Work to complete:
Can you arrange each of the following items as a numbered list, leaving out any blank lines?

Stored dataset items:
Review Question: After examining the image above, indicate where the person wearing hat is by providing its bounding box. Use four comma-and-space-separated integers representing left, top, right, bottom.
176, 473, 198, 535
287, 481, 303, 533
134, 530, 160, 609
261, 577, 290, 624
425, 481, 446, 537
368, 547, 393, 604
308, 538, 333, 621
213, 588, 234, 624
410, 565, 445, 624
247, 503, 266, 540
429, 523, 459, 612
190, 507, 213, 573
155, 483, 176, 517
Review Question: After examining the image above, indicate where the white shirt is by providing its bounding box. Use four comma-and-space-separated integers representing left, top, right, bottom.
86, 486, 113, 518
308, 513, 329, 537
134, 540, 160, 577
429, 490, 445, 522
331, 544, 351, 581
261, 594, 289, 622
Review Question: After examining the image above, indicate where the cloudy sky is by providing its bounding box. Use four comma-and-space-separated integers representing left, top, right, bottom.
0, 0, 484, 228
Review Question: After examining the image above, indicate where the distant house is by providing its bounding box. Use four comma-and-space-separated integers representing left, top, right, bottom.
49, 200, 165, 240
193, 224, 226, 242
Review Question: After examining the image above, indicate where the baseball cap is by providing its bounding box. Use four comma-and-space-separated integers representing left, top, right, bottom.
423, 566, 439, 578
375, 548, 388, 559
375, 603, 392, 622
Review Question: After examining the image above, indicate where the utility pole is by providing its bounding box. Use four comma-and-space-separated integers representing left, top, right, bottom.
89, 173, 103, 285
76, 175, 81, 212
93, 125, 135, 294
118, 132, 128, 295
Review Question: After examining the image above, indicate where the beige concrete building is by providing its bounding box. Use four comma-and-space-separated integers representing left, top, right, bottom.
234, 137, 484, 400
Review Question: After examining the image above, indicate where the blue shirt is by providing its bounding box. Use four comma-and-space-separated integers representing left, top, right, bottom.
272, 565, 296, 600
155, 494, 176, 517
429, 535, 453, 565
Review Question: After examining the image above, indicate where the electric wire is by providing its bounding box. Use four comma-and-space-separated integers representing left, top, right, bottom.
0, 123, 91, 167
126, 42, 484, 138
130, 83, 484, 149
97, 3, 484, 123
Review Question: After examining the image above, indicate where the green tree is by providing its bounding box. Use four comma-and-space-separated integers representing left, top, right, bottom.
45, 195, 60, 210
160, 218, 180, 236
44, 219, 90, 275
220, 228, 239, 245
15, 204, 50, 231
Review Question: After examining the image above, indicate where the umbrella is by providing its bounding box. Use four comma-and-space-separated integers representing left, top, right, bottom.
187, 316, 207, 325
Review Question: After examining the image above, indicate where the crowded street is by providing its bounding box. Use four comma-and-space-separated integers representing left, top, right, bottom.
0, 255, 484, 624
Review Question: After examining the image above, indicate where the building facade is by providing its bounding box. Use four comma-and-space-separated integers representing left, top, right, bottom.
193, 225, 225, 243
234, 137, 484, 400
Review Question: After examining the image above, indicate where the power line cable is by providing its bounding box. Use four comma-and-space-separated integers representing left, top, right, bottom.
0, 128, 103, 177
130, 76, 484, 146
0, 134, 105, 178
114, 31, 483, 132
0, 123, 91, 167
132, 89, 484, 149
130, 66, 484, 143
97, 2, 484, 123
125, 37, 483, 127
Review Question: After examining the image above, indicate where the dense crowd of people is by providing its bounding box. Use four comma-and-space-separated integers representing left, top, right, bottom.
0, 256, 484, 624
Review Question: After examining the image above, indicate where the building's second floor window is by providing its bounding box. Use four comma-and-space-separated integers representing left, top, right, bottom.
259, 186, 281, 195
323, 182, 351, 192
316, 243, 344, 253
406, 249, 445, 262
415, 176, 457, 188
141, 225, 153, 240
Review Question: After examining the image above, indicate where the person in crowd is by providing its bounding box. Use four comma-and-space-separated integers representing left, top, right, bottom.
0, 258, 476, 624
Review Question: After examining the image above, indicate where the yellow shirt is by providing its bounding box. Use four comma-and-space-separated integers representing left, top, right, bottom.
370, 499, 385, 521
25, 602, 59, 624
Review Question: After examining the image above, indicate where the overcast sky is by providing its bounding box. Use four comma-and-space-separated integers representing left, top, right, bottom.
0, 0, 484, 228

Output of the exercise:
1. Review Question: After examining the image above, indicate where the person wearing hat is by providing its bounding box. Use four comma-and-space-separated integers representing left, top, right, bottom.
2. 176, 473, 198, 535
3. 287, 481, 303, 533
4. 134, 530, 160, 609
5. 261, 577, 290, 624
6. 425, 481, 446, 537
7. 368, 547, 393, 604
8. 308, 538, 333, 621
9. 213, 588, 234, 624
10. 410, 565, 445, 624
11. 247, 503, 266, 540
12. 429, 523, 459, 612
13. 190, 507, 213, 573
14. 155, 483, 176, 517
15. Review Question: After examining the image above, indicate where the white shirt is by providing its bounding box. Use four comma-and-space-separated integers representing left, top, right, bottom.
16. 86, 486, 113, 518
17. 308, 513, 329, 537
18. 134, 540, 160, 577
19. 429, 490, 445, 522
20. 331, 544, 351, 581
21. 261, 594, 289, 622
22. Review Question: After examining the image above, indicate where the cloudy sky is by providing its bounding box. Use four comma-and-space-separated integers representing left, top, right, bottom.
23. 0, 0, 484, 228
24. Review Question: After examining the image above, indicate where the distant house is by providing its bounding box. Use four comma-and-space-separated integers representing left, top, right, bottom.
25. 49, 200, 165, 240
26. 193, 224, 226, 242
27. Review Question: After examining the image above, indicate where the baseball cap is by providing its bounding box. Use four comma-and-space-separated integers representing left, top, right, bottom.
28. 423, 566, 439, 578
29. 375, 548, 388, 559
30. 375, 603, 392, 622
31. Review Question: After examining the image above, indicate where the utility pole is by providing its bounding box. Use four comma-and-space-separated integers representing left, top, right, bottom.
32. 89, 173, 103, 285
33. 76, 175, 81, 212
34. 93, 125, 135, 294
35. 118, 132, 128, 295
36. Review Question: After examining the image above, indicate where the beige concrete building is by providing its bounding box. Use four comma-and-space-separated integers representing left, top, right, bottom.
37. 234, 137, 484, 400
38. Review Question: After examining the image above, indicate where the blue shirt is by providing its bounding box. Use four comma-and-space-separated integers representing left, top, right, bottom.
39. 272, 565, 296, 600
40. 155, 494, 176, 517
41. 429, 535, 453, 565
42. Review Question: After examining the image above, indicate where the electric wire is by providing its bounding box. Use four comma-and-space-separated integers representing left, top, right, bottom.
43. 0, 123, 91, 167
44. 126, 42, 484, 138
45. 130, 83, 484, 149
46. 97, 3, 484, 123
47. Review Question: After examining the image above, indicate where the green tree is by providing its bounding box. Use four comma-and-space-separated integers representing left, top, right, bottom.
48. 45, 195, 60, 210
49. 160, 218, 180, 236
50. 44, 219, 90, 275
51. 220, 228, 239, 245
52. 15, 204, 50, 231
53. Review Question: After examining the image above, indicate where the umbrella is by providing its bounding box. Use four comma-and-space-separated integers representing left, top, right, bottom.
54. 187, 316, 207, 325
55. Review Question: After examining the image above, indicate where the crowded street is by providing its bounding box. Use four comma-and-space-separated integers representing left, top, right, bottom.
56. 0, 255, 484, 624
57. Review Question: After examining the image above, indicate where the building facade is by providing its bounding box. Use four comma-and-space-separated integers representing left, top, right, bottom.
58. 193, 225, 225, 243
59. 234, 137, 484, 400
60. Review Question: After examining the image above, indicate where the power line cable is by providing its bounding box. Use four comma-and-space-separated integers representing left, top, right, bottom.
61. 0, 128, 103, 177
62. 130, 76, 484, 146
63. 0, 134, 105, 178
64. 114, 31, 483, 132
65. 0, 123, 91, 167
66. 132, 89, 484, 149
67. 130, 66, 484, 143
68. 97, 2, 484, 123
69. 125, 37, 483, 127
70. Review Question: After examining the image above, indicate where the dense crowd of people is by providing its bounding box. Use four comma-and-space-separated integers representing left, top, right, bottom.
71. 0, 256, 484, 624
72. Review Question: After examining the image above, indicate where the building's second floor window is by providing its bounding box. Use four comma-and-space-separated integers representing left, top, right, bottom.
73. 259, 186, 281, 195
74. 323, 182, 351, 192
75. 316, 243, 344, 253
76. 406, 249, 445, 262
77. 415, 176, 457, 188
78. 141, 225, 153, 240
79. Review Question: After examining the image above, indicate where the person in crowd is by providing its bounding box. Use four comma-and-space-separated integers representing left, top, right, bottom.
80. 0, 258, 476, 624
81. Review Question: After examining the image above, indicate where the yellow shirt is by providing its bounding box. Use four comma-and-space-separated integers representing left, top, right, bottom.
82. 370, 499, 385, 521
83. 25, 602, 59, 624
84. Review Question: After examining the image above, indicate where the overcast sky is by providing its bounding box. Use four comma-and-space-separated integers representing left, top, right, bottom.
85. 0, 0, 484, 228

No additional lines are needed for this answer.